[Text-to-region grounding data]
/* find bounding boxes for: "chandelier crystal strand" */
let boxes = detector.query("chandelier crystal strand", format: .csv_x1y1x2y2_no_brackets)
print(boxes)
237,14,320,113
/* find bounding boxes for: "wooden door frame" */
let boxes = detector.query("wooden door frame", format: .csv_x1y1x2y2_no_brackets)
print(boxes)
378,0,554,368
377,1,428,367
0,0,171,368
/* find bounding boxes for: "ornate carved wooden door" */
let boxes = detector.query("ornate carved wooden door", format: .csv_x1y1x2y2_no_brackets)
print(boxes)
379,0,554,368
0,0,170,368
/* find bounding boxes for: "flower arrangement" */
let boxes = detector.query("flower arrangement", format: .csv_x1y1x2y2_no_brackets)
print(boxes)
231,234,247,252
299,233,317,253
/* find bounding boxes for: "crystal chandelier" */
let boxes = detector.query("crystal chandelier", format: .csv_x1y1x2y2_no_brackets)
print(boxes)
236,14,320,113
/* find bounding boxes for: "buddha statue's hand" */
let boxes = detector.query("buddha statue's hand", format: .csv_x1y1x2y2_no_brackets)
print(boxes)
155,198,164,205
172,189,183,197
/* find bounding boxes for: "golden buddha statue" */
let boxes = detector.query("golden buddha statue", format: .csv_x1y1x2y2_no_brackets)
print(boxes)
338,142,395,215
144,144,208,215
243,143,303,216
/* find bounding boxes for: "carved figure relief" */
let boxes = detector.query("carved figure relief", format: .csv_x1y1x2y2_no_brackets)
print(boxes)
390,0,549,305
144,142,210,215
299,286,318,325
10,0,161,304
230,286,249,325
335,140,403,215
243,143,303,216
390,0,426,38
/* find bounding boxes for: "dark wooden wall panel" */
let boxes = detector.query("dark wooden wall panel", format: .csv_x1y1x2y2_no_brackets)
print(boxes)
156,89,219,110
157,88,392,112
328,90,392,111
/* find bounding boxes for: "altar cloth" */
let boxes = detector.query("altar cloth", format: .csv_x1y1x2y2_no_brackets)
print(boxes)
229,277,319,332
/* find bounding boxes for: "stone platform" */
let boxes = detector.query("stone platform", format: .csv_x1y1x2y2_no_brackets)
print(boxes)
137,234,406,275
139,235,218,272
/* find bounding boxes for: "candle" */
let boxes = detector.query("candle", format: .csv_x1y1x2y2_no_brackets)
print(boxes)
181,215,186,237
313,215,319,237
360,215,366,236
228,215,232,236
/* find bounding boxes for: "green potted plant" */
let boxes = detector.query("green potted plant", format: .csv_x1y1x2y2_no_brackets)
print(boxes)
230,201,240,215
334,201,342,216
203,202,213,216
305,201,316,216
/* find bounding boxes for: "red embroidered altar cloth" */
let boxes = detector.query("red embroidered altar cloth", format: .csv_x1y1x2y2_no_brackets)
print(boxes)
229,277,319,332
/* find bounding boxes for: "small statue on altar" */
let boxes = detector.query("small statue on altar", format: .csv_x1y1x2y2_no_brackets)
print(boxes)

● Work to be completed: Recopy all the entries faithfully, leaving none out.

● Output below:
/* find bounding boxes for: "chandelier crystal strand" */
let boxes = detector.query("chandelier crystal strand", format: .csv_x1y1x2y2_no_brackets)
print(boxes)
237,14,320,113
/* find bounding boxes for: "wooden door frame" */
let boxes = detector.query("wooden door frame", format: .csv_x1y1x2y2_no_brackets)
print(boxes)
378,0,554,368
377,1,428,367
0,0,171,368
/* find bounding boxes for: "ornate carved wooden door" */
let boxes = detector.query("ornate carved wooden door", format: .csv_x1y1x2y2_no_brackets)
print(boxes)
379,0,554,368
0,0,170,368
/* find bounding boxes for: "flower arrangement" */
let boxes = detector.query("flower arrangement", format: .csv_x1y1x2y2_no_brackets)
print(boxes)
231,234,247,252
299,233,317,253
/* find bounding boxes for: "crystal chandelier" */
let boxes = detector.query("crystal chandelier", format: .csv_x1y1x2y2_no_brackets)
print(boxes)
236,14,320,113
/* find bounding boxes for: "buddha statue's hand" */
let boxes = detector.query("buddha statue's hand", format: .csv_x1y1x2y2_no_brackets)
print(boxes)
155,198,164,205
172,189,183,197
/* find bounding boxes for: "golden buddha statue" */
let boxes = detector.query("golden buddha statue", format: .csv_x1y1x2y2_no_brackets)
print(boxes)
338,142,395,215
144,144,208,215
243,143,303,216
/* find bounding boxes for: "carved figure relief" */
let boxes = detector.query("carved figure relief", format: .csv_x1y1x2y2_no_brackets)
print(boxes)
390,0,549,305
144,142,210,215
299,286,318,325
10,0,161,304
230,286,249,325
335,140,403,215
243,143,303,216
390,0,426,38
/* find bounding boxes for: "dark wooden wall panel" */
let boxes = detector.query("dark wooden wall panel", format: .csv_x1y1x2y2_no_brackets)
print(boxes)
156,89,219,110
157,88,392,112
328,90,392,111
/* find bounding boxes for: "altar cloth" */
let boxes = detector.query("altar cloth", format: .csv_x1y1x2y2_no_brackets)
print(boxes)
229,277,319,332
/* find bounding boxes for: "stone platform" */
let boxes = detector.query("stone platform", format: .csv_x1y1x2y2_no_brackets)
print(boxes)
137,234,406,275
139,235,218,272
/* find bounding boxes for: "candle" */
let boxes = detector.query("candle", format: .csv_x1y1x2y2_no_brackets)
print(boxes)
181,215,186,237
313,215,319,237
360,215,366,236
228,215,232,236
/* find bounding boxes for: "green potted plant" */
let boxes = detector.query("green potted plant", format: .csv_x1y1x2y2_no_brackets)
print(boxes)
230,201,240,215
334,201,342,216
203,202,213,216
305,201,316,216
/* find bounding boxes for: "red embroidered altar cloth" */
let boxes = detector.query("red embroidered altar cloth", format: .csv_x1y1x2y2_no_brackets)
print(boxes)
229,277,319,332
/* find bounding boxes for: "small statue on altar" */
let boxes = detector.query("small statue on altar", format: .csv_x1y1x2y2_no_brackets)
print(boxes)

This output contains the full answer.